Output every line of the records below as a JSON list of strings, one string per line, leaving out blank lines.

Supplied records -
▼

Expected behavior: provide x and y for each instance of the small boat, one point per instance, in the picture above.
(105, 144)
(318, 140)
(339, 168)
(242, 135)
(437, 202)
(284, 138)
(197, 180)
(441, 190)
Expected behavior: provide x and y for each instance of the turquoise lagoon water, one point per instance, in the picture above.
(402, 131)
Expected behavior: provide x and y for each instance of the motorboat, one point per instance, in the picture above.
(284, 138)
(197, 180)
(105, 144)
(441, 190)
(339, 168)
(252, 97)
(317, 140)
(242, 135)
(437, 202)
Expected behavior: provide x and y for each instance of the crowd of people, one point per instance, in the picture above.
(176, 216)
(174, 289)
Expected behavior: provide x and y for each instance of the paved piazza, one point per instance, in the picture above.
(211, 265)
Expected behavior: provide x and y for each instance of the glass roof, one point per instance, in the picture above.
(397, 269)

▲

Solution -
[
  "Expected behavior: provide x and y for each instance of the small boat, one point per instance, in the picture above.",
  "(105, 144)",
  "(318, 140)",
  "(339, 168)",
  "(242, 135)",
  "(437, 202)",
  "(284, 138)",
  "(197, 180)",
  "(441, 190)",
  "Expected behavior: provide x and y for each instance of the turquoise lagoon water, one point per instance, in the picture above.",
  "(402, 131)",
  "Expected behavior: provide x and y for each instance of the motorboat, one point per instance, in the picture above.",
  "(284, 138)",
  "(197, 180)",
  "(105, 144)",
  "(441, 190)",
  "(339, 168)",
  "(252, 97)",
  "(317, 140)",
  "(242, 135)",
  "(437, 202)",
  "Expected behavior: provide x and y for each instance of the crowd of people, one point per instance, in the picture above.",
  "(176, 216)",
  "(174, 289)",
  "Expected behavior: provide x and y for each instance of the paved piazza, one point per instance, in the picture above.",
  "(211, 265)",
  "Expected behavior: provide x and y for each instance of the glass roof, one point per instance, in the picture above.",
  "(397, 269)"
]